_Challenge_
Repeat each line of the material exactly.

_Input rows_

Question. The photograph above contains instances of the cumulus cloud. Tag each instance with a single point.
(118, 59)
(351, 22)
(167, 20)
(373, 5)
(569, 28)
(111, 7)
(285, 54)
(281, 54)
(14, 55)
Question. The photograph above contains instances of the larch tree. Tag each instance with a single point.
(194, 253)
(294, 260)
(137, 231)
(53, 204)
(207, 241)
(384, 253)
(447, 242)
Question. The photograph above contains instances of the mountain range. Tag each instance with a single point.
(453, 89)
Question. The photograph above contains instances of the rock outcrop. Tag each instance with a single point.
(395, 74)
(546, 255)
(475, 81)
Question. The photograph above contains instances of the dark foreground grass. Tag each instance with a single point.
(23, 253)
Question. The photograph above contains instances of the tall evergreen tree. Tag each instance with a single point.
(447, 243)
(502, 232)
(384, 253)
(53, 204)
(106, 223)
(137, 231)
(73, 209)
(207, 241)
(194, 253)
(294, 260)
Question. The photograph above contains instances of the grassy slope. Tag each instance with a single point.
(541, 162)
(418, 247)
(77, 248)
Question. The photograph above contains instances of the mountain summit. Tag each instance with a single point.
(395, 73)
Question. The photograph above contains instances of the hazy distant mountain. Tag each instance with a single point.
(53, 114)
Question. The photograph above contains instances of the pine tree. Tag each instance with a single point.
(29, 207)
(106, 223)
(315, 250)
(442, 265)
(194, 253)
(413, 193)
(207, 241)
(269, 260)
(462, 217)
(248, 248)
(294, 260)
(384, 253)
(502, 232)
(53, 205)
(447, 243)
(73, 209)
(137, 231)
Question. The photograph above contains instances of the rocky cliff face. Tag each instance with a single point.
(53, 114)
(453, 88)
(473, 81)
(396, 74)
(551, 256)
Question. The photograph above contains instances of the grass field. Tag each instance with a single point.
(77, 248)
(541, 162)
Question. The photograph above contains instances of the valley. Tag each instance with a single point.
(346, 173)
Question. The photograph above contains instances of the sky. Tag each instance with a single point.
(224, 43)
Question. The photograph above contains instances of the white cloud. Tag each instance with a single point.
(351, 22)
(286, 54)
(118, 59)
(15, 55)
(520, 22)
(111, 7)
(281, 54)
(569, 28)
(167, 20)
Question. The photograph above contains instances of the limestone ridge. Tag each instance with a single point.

_Final result_
Question. The photograph above contains instances of the cumulus cloud. Tag each instance with a single point.
(118, 59)
(351, 22)
(167, 20)
(373, 5)
(569, 28)
(111, 7)
(285, 54)
(281, 54)
(14, 55)
Question. The photograph above contains instances of the larch tree. Tag each instance with a single point.
(194, 253)
(294, 260)
(137, 231)
(53, 204)
(207, 241)
(384, 253)
(447, 242)
Question. The photograph above contains instances of the mountain range. Tag each instance with a single point.
(453, 89)
Question. The photograph above contains instances of the rock outcrop. Tag each instance with a single point.
(395, 74)
(546, 255)
(475, 81)
Question. The photograph above contains instances of the dark foreground grass. Tag each instance with a single point.
(23, 253)
Question. The photograph above contains instances of the tall evergreen tree. Tag each instance with a single point.
(447, 243)
(502, 232)
(384, 253)
(53, 204)
(106, 223)
(137, 231)
(73, 209)
(207, 241)
(194, 253)
(294, 260)
Question. The photograph above contains instances of the grassy slope. Tag each instance with a single point.
(541, 162)
(418, 247)
(77, 248)
Question. The photograph above contains instances of the mountain summit. Tag each instance with a single point.
(395, 73)
Question. The photograph above contains instances of the hazy distant mountain. Tag each instance with a single point.
(53, 114)
Question. The photograph above contains instances of the pine tree. Tag each instance with a single point.
(29, 207)
(106, 223)
(315, 250)
(442, 265)
(194, 253)
(413, 193)
(207, 241)
(269, 260)
(462, 217)
(248, 248)
(294, 260)
(384, 253)
(502, 232)
(53, 205)
(447, 243)
(73, 209)
(137, 231)
Question. The photograph above contains instances of the rocky cliff face. Tag each instance with a single point.
(53, 114)
(453, 88)
(473, 81)
(396, 74)
(551, 256)
Question. The photograph above contains instances of the grass field. Tag each instance with a single point.
(77, 248)
(541, 162)
Question. The photograph above contains instances of the valley. Tag each instance with a single point.
(346, 173)
Question. The photograph above contains instances of the sky. Tag each instance with a single point.
(224, 43)
Question. The photograph above contains instances of the white cloud. Tag each instance with a single point.
(351, 22)
(286, 54)
(118, 59)
(15, 55)
(520, 22)
(111, 7)
(281, 54)
(569, 28)
(167, 20)
Question. The photograph above contains instances of the limestone ridge. Tag each instance with a single point.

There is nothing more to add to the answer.